What you need to do => Reproduce every item below word for word, leaving out the pictures.

^^^^^^^^

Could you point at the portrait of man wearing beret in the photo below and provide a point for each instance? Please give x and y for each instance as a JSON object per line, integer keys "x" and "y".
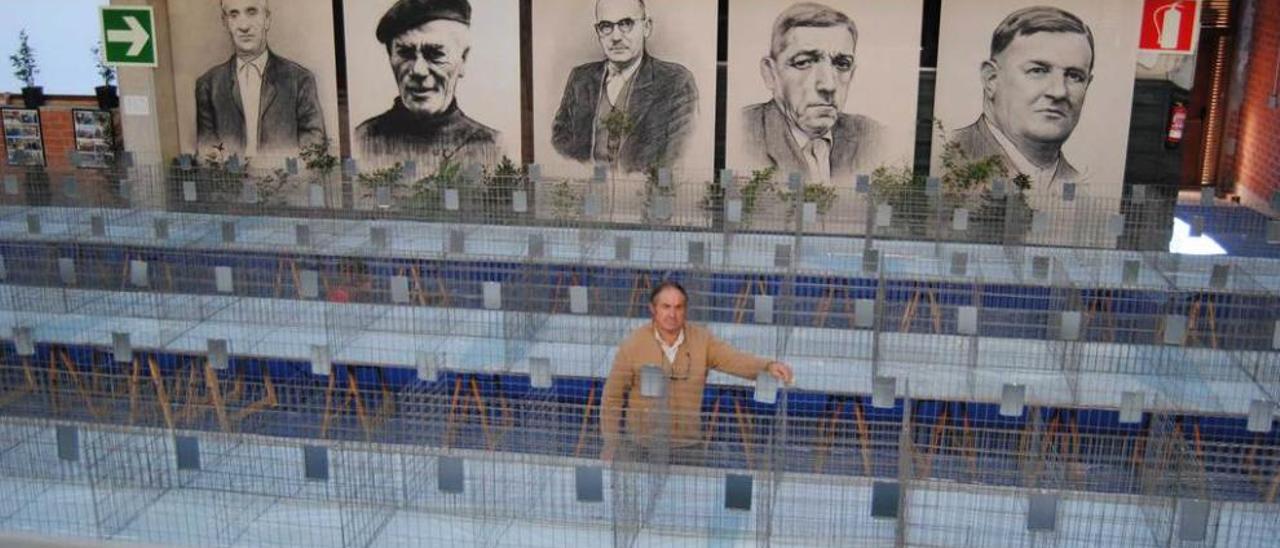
{"x": 428, "y": 42}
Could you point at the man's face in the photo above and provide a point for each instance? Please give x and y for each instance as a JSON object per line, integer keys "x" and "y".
{"x": 668, "y": 310}
{"x": 428, "y": 63}
{"x": 809, "y": 78}
{"x": 1037, "y": 86}
{"x": 247, "y": 21}
{"x": 611, "y": 17}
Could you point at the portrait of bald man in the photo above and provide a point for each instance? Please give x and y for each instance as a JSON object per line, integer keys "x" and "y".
{"x": 1034, "y": 83}
{"x": 657, "y": 100}
{"x": 257, "y": 101}
{"x": 809, "y": 71}
{"x": 428, "y": 44}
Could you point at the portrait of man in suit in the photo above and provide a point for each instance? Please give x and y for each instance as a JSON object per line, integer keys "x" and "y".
{"x": 257, "y": 101}
{"x": 809, "y": 69}
{"x": 1034, "y": 82}
{"x": 630, "y": 110}
{"x": 428, "y": 44}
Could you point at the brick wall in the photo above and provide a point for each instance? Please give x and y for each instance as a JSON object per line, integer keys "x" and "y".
{"x": 1257, "y": 160}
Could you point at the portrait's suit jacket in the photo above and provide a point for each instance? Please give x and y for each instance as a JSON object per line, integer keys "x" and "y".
{"x": 289, "y": 114}
{"x": 663, "y": 106}
{"x": 977, "y": 142}
{"x": 855, "y": 141}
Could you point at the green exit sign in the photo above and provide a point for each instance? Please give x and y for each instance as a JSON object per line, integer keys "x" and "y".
{"x": 129, "y": 36}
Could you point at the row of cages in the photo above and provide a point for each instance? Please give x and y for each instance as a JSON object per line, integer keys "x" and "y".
{"x": 1233, "y": 313}
{"x": 886, "y": 204}
{"x": 888, "y": 434}
{"x": 790, "y": 473}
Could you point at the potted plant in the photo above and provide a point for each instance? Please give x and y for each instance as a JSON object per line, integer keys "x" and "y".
{"x": 24, "y": 69}
{"x": 106, "y": 95}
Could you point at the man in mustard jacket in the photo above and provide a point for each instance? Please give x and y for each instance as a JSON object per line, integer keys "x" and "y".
{"x": 685, "y": 354}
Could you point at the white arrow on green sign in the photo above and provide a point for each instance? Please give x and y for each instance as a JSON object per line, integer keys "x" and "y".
{"x": 128, "y": 36}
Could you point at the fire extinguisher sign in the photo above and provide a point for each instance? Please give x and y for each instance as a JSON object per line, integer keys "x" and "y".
{"x": 1170, "y": 26}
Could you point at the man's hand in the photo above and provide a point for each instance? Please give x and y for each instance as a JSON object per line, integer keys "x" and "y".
{"x": 781, "y": 371}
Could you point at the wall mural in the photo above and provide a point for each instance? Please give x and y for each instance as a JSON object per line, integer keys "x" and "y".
{"x": 254, "y": 78}
{"x": 625, "y": 83}
{"x": 433, "y": 80}
{"x": 830, "y": 92}
{"x": 1022, "y": 91}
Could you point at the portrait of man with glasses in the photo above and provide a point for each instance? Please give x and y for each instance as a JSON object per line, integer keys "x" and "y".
{"x": 630, "y": 110}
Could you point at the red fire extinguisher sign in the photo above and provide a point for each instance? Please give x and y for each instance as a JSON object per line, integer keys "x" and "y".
{"x": 1170, "y": 26}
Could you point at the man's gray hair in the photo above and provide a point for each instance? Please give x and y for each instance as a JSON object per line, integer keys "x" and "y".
{"x": 1029, "y": 21}
{"x": 808, "y": 14}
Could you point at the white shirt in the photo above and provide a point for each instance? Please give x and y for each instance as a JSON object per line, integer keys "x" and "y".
{"x": 816, "y": 153}
{"x": 670, "y": 351}
{"x": 1042, "y": 178}
{"x": 616, "y": 80}
{"x": 248, "y": 78}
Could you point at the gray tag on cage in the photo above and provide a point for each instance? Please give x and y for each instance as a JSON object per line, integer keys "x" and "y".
{"x": 426, "y": 365}
{"x": 219, "y": 355}
{"x": 1040, "y": 268}
{"x": 871, "y": 261}
{"x": 960, "y": 220}
{"x": 652, "y": 380}
{"x": 310, "y": 281}
{"x": 1013, "y": 398}
{"x": 763, "y": 309}
{"x": 698, "y": 254}
{"x": 400, "y": 290}
{"x": 138, "y": 274}
{"x": 883, "y": 215}
{"x": 536, "y": 246}
{"x": 862, "y": 183}
{"x": 1219, "y": 277}
{"x": 122, "y": 350}
{"x": 1261, "y": 415}
{"x": 539, "y": 373}
{"x": 577, "y": 300}
{"x": 67, "y": 270}
{"x": 734, "y": 210}
{"x": 959, "y": 264}
{"x": 457, "y": 241}
{"x": 1175, "y": 329}
{"x": 766, "y": 388}
{"x": 223, "y": 279}
{"x": 1132, "y": 272}
{"x": 320, "y": 360}
{"x": 883, "y": 392}
{"x": 1132, "y": 405}
{"x": 864, "y": 314}
{"x": 492, "y": 293}
{"x": 1070, "y": 328}
{"x": 967, "y": 320}
{"x": 315, "y": 195}
{"x": 302, "y": 236}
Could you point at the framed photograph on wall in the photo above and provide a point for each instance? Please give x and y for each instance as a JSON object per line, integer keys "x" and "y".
{"x": 94, "y": 142}
{"x": 24, "y": 144}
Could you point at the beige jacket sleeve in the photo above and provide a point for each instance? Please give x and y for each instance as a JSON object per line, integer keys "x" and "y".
{"x": 616, "y": 388}
{"x": 727, "y": 359}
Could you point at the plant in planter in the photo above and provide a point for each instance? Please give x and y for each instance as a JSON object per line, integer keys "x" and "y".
{"x": 106, "y": 95}
{"x": 24, "y": 69}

^^^^^^^^

Written response =>
Could you point at the portrait of man wearing beret in the photo below and provide a point for each instance? Please give x and y for each instance as a JSON object per line, integer keys "x" and "y".
{"x": 428, "y": 42}
Could you point at the man's face in the photo above and provide a point for each instance? Please give x and y for each instance as a JSON object per line, integer keys "x" and "y".
{"x": 668, "y": 310}
{"x": 428, "y": 63}
{"x": 809, "y": 78}
{"x": 1037, "y": 86}
{"x": 247, "y": 21}
{"x": 611, "y": 17}
Could you point at the portrait of bald man in the photo above and provide a point for each instance? Please give x and y for each instance as a JSON object per line, integer keys "x" and "y".
{"x": 1034, "y": 83}
{"x": 657, "y": 100}
{"x": 257, "y": 101}
{"x": 809, "y": 71}
{"x": 428, "y": 44}
Could you point at the portrait of man in suit in the photo above and provide a point for each instance? Please give x and y for each instance as a JSON object per line, integer keys "x" and "y".
{"x": 257, "y": 101}
{"x": 809, "y": 69}
{"x": 1034, "y": 82}
{"x": 630, "y": 110}
{"x": 428, "y": 44}
Could you point at the brick wall in the photo above and provide a point for each instance? Please give x and y for each instance as a JSON object per line, integer keys "x" and "y".
{"x": 1257, "y": 160}
Could you point at the portrait's suit jacket in the photo above and provide a point for each instance? Please give x and y for each instance as a JSON object per line, integer keys "x" and "y".
{"x": 289, "y": 114}
{"x": 663, "y": 106}
{"x": 977, "y": 142}
{"x": 855, "y": 141}
Could you point at the green exit sign in the photo above and provide a point for each instance? Please give x and y for each instance as a JSON object per line, integer keys "x" and "y".
{"x": 129, "y": 36}
Could you point at the row of cages in the photo above and provide a point for each instance? Please give x and y for each instance as a JSON object per line, integer keys "x" and "y".
{"x": 1233, "y": 313}
{"x": 886, "y": 204}
{"x": 888, "y": 434}
{"x": 790, "y": 473}
Could you point at the potted plant in the photo above and provide a point for each instance? Please give x and y for each instance as a JSON object per line, integer keys "x" and "y".
{"x": 24, "y": 69}
{"x": 106, "y": 95}
Could you point at the man in mustard jacket in the photo above and provide a point for each instance? Please give x and y for each instance as a JSON object per line, integer keys "x" and "y".
{"x": 685, "y": 354}
Could you point at the white arrow on green sign in the photo above and provide a point for each instance? Please give x and y for each instance as a JSON object per line, integer keys "x" and "y".
{"x": 128, "y": 36}
Could you point at the fire extinguisher sign in the photo above and provide a point for each instance? Please give x and y for each instance as a JSON object per line, integer keys "x" and "y".
{"x": 1170, "y": 26}
Could you point at the man's hand in the photo above and provide a point for each instance? Please give x and y for each instance as a JSON object per line, integer keys "x" and "y".
{"x": 781, "y": 371}
Could you point at the wall mural in the photo above and provide a point for each instance? Please give x and y for each instance as a JSON object per line, integer keys "x" and "y".
{"x": 254, "y": 78}
{"x": 625, "y": 83}
{"x": 433, "y": 80}
{"x": 830, "y": 92}
{"x": 1022, "y": 91}
Could you point at the portrait of man with glasses in the photo above and provide a point for each instance? Please give x and y for each instance as a JSON object per line, integer keys "x" and "y".
{"x": 630, "y": 110}
Could you point at the red fire extinguisher sign in the photo above and provide a point for each instance? Please give x and y for each instance as a JSON object per line, integer keys "x" and "y".
{"x": 1170, "y": 26}
Could you point at the man's gray hair in the photo above and provide a point for each instance? Please give x and y for each instance as a JSON object per line, integer keys "x" and "y".
{"x": 1029, "y": 21}
{"x": 808, "y": 14}
Could you point at the white shirt in the photo above and provide a point for each instance? Please give x and y for each instance as a JSON object per line, integer keys "x" and "y".
{"x": 816, "y": 153}
{"x": 670, "y": 351}
{"x": 1042, "y": 178}
{"x": 616, "y": 80}
{"x": 248, "y": 78}
Could you point at the gray tag on cage in the photo above and provide a point for each instance? Please give x and y for each instance as a JSON object per line, integer keys "x" and "y".
{"x": 426, "y": 365}
{"x": 219, "y": 355}
{"x": 1040, "y": 268}
{"x": 871, "y": 261}
{"x": 960, "y": 220}
{"x": 652, "y": 380}
{"x": 310, "y": 281}
{"x": 1013, "y": 398}
{"x": 763, "y": 309}
{"x": 698, "y": 254}
{"x": 400, "y": 290}
{"x": 138, "y": 274}
{"x": 883, "y": 215}
{"x": 536, "y": 246}
{"x": 862, "y": 183}
{"x": 1219, "y": 277}
{"x": 122, "y": 350}
{"x": 1261, "y": 415}
{"x": 539, "y": 373}
{"x": 577, "y": 300}
{"x": 67, "y": 270}
{"x": 734, "y": 210}
{"x": 959, "y": 264}
{"x": 457, "y": 241}
{"x": 1175, "y": 329}
{"x": 766, "y": 388}
{"x": 223, "y": 279}
{"x": 1132, "y": 272}
{"x": 320, "y": 360}
{"x": 883, "y": 392}
{"x": 1132, "y": 405}
{"x": 864, "y": 314}
{"x": 492, "y": 293}
{"x": 1070, "y": 328}
{"x": 967, "y": 320}
{"x": 315, "y": 195}
{"x": 302, "y": 236}
Could you point at the framed photograph on wall in the photo above and provide a point for each instance? Please give x and y for each instance as a JSON object per line, integer keys "x" and "y".
{"x": 94, "y": 142}
{"x": 24, "y": 144}
Could you point at the beige jacket sleeve in the photo above and provide a point for each instance? Please give x and y for each instance as a JSON object per line, integer keys "x" and "y".
{"x": 616, "y": 388}
{"x": 727, "y": 359}
Could you point at the plant in planter in the photo above and provide a point for each instance? Please give x and y for each instance as a JSON object per line, integer keys "x" and "y".
{"x": 106, "y": 95}
{"x": 24, "y": 69}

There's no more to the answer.